··· Texto del documento

Le conocí en el otoño de 1972; él había venido de París. Moreno, delgado, barbudo, pantalón tejano azul celeste, camisa blanca de artista, treinta y ocho años entonces y con una pulsera india de cuero en la muñeca.
Él venía de lejos y llegó a la Ponferrada de Franco, de la grisura del tiempo. Era un atardecer y yo iba por la calle Camino de Santiago. Andaba sin rumbo por la ciudad y por el planeta todo, y estaba ya muy cerca de la plaza de Lazúrtegui, poco antes de llegar a aquel bar antiguo que se llamaba Moderno. Fue entonces cuando vi un hangar pequeño, un local que yo recordaba abandonado de mucho tiempo atrás. Pero lo habían abierto ocasionalmente para ofrecer en él una exposición de cuadros. Recuerdo un caballete publicitario, situado sobre la acera. También que las paredes del antiguo local poco menos que en ruinas, habían sido cubiertas con grandes franjas de papel azul oscuro para que no se vieran los costurones y grietas. Sobre aquel papel había colgado sus cuadros el pintor Eugenio de Arriba. Iluminados por focos improvisados en el techo de madera.

······

• _Tareas por hacer_:
1. Según el texto del documento, ¿con qué se habían cubierto las paredes del antiguo local?
2. Duplica, por favor, todo lo que va en el texto del documento desde "Él venía de" hasta "techo de madera.".
3. Enumera las prendas y accesorios que llevaba él según el texto del documento.
Los registros no intervienen en esto.

··· Registros de datos

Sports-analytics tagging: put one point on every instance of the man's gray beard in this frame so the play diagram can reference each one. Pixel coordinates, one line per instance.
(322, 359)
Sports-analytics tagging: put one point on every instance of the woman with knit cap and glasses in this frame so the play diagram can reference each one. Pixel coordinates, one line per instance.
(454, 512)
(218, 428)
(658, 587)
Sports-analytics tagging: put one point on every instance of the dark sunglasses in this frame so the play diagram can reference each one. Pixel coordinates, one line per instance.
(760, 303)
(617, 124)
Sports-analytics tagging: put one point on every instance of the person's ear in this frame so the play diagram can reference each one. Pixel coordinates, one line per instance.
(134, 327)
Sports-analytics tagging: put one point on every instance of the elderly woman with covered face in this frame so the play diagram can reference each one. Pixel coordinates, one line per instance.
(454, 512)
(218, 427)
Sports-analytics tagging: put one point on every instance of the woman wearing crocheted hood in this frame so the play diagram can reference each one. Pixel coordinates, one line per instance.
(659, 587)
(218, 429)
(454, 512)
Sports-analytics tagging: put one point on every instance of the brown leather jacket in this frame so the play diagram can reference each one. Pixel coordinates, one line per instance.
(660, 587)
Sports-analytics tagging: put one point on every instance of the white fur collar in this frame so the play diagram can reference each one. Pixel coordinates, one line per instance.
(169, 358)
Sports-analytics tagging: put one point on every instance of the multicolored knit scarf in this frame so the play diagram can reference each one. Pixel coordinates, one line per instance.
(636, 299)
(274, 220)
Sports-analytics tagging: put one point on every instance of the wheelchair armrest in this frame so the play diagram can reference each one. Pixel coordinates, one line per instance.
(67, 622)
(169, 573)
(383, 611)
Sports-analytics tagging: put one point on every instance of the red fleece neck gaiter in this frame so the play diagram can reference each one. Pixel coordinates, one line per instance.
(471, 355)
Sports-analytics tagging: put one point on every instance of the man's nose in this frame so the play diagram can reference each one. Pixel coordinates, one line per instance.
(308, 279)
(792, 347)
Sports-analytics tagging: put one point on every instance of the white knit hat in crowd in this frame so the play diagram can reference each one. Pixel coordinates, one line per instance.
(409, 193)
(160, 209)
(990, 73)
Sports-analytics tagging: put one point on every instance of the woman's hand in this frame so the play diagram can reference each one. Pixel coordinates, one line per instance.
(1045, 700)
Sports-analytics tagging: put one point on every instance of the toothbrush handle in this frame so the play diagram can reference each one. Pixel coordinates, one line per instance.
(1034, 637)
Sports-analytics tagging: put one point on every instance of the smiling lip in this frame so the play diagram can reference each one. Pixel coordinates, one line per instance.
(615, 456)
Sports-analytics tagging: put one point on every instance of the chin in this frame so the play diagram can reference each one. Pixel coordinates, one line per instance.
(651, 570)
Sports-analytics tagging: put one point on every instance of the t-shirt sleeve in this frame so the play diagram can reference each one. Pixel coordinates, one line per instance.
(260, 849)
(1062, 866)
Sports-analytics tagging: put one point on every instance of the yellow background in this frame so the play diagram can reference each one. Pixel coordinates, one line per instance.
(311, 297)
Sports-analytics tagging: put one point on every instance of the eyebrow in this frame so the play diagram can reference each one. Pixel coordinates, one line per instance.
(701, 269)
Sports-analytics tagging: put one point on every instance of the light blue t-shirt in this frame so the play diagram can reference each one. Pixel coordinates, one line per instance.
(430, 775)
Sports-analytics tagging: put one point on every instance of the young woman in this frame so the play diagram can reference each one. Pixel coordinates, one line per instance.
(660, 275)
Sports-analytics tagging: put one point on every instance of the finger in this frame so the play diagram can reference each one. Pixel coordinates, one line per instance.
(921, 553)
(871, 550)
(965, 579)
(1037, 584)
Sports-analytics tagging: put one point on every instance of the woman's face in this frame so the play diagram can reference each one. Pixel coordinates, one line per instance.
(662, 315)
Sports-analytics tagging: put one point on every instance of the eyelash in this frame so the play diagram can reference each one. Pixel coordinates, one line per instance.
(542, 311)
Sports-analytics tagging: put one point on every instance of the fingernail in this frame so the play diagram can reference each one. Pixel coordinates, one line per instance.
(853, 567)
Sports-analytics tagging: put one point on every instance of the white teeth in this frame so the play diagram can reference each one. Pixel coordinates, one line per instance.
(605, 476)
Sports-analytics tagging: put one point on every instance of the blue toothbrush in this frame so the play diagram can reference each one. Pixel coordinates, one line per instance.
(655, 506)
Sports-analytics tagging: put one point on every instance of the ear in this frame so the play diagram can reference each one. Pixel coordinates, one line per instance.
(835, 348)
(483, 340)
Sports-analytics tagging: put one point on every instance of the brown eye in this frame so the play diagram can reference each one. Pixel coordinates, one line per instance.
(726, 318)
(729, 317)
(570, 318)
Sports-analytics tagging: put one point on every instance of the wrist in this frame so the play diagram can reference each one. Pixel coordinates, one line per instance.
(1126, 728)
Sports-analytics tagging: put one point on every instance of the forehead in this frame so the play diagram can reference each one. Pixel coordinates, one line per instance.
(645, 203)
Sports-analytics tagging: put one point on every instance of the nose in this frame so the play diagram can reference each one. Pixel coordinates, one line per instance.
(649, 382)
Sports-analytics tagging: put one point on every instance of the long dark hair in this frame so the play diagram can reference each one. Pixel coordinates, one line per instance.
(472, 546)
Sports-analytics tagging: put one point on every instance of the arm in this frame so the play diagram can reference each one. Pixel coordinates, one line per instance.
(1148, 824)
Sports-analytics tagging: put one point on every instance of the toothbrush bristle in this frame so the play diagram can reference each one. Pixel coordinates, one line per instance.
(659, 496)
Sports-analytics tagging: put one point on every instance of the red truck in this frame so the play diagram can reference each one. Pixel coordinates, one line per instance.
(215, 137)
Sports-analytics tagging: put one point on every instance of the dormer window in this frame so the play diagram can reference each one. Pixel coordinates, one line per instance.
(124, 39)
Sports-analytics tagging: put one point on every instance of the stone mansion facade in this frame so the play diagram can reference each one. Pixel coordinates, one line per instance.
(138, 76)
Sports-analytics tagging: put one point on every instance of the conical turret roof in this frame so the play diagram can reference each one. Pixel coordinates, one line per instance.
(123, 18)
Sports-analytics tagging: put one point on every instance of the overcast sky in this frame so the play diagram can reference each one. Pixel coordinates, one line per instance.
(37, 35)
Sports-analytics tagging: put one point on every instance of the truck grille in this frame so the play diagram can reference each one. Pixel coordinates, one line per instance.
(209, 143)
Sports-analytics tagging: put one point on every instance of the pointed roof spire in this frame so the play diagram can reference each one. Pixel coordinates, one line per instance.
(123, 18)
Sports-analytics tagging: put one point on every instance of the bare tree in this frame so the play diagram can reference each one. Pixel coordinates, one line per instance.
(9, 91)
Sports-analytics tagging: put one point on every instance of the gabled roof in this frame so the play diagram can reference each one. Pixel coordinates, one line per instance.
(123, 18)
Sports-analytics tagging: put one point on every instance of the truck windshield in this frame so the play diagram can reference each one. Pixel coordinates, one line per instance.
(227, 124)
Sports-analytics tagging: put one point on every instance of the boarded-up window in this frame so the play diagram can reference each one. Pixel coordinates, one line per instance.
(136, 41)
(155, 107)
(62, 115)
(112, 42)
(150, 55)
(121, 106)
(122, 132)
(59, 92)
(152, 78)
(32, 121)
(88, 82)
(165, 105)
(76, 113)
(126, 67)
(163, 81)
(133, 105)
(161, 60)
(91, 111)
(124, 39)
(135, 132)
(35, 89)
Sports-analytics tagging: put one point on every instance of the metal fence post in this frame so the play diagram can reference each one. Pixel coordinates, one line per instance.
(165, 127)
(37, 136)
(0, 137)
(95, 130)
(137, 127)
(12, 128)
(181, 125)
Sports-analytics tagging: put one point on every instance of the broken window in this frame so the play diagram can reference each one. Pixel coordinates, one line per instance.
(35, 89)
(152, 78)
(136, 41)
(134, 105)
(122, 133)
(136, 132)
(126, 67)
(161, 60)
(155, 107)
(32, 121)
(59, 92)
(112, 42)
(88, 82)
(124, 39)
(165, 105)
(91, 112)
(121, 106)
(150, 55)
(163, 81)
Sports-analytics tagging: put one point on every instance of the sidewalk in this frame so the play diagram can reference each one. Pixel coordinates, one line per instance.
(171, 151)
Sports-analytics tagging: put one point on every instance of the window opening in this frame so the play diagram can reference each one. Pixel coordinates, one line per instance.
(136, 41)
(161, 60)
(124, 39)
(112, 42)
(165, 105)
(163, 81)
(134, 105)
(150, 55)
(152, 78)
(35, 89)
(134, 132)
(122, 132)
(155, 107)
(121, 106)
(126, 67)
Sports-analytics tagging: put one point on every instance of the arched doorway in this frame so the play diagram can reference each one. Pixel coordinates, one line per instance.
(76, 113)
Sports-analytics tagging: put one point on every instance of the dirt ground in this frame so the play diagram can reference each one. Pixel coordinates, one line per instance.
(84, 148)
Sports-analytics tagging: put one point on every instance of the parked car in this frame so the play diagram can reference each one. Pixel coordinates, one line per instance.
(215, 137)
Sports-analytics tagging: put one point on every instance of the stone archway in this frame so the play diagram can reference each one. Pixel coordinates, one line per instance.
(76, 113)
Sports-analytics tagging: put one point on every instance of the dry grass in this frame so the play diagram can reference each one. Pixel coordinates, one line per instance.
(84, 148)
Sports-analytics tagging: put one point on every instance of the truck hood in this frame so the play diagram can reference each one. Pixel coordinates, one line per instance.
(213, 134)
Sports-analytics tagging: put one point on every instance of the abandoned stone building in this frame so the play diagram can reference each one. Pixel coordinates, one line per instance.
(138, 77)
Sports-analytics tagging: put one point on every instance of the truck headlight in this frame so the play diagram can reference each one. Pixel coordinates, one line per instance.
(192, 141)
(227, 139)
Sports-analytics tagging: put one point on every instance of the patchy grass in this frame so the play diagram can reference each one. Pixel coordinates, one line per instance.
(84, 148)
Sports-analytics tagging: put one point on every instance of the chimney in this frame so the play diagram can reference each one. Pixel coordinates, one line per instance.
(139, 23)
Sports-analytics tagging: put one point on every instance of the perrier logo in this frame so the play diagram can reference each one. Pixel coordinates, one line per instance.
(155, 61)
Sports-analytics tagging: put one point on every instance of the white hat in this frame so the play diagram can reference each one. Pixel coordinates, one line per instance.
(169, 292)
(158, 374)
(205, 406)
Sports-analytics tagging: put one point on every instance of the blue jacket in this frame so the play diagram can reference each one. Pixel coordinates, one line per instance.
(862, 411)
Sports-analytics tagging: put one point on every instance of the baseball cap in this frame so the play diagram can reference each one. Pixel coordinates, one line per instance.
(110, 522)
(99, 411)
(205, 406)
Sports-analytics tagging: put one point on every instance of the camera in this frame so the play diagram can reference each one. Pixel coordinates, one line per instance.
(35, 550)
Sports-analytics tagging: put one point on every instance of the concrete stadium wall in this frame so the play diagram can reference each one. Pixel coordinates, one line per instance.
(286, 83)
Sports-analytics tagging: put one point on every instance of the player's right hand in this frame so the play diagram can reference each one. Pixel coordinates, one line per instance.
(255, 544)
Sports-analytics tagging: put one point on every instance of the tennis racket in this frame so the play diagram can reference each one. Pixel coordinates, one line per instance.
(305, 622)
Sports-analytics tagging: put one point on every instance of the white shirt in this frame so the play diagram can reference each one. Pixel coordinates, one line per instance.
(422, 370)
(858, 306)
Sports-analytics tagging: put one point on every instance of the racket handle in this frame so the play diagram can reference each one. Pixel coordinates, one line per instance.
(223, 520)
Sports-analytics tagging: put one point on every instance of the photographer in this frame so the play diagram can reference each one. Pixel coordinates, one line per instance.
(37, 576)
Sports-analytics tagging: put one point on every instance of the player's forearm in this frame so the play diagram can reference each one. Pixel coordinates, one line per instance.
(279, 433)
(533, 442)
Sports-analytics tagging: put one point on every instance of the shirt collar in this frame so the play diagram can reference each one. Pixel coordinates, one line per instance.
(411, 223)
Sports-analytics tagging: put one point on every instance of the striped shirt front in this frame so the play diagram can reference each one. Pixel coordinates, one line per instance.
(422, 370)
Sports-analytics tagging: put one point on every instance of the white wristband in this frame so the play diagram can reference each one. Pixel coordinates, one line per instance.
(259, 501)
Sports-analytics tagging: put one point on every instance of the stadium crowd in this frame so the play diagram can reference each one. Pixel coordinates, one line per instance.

······

• _Soluciones por tarea_:
1. Con grandes franjas de papel azul oscuro.

2.
Él venía de lejos y llegó a la Ponferrada de Franco, de la grisura del tiempo. Era un atardecer y yo iba por la calle Camino de Santiago. Andaba sin rumbo por la ciudad y por el planeta todo, y estaba ya muy cerca de la plaza de Lazúrtegui, poco antes de llegar a aquel bar antiguo que se llamaba Moderno. Fue entonces cuando vi un hangar pequeño, un local que yo recordaba abandonado de mucho tiempo atrás. Pero lo habían abierto ocasionalmente para ofrecer en él una exposición de cuadros. Recuerdo un caballete publicitario, situado sobre la acera. También que las paredes del antiguo local poco menos que en ruinas, habían sido cubiertas con grandes franjas de papel azul oscuro para que no se vieran los costurones y grietas. Sobre aquel papel había colgado sus cuadros el pintor Eugenio de Arriba. Iluminados por focos improvisados en el techo de madera.

3.
- Pantalón tejano azul celeste
- Camisa blanca de artista
- Pulsera india de cuero en la muñeca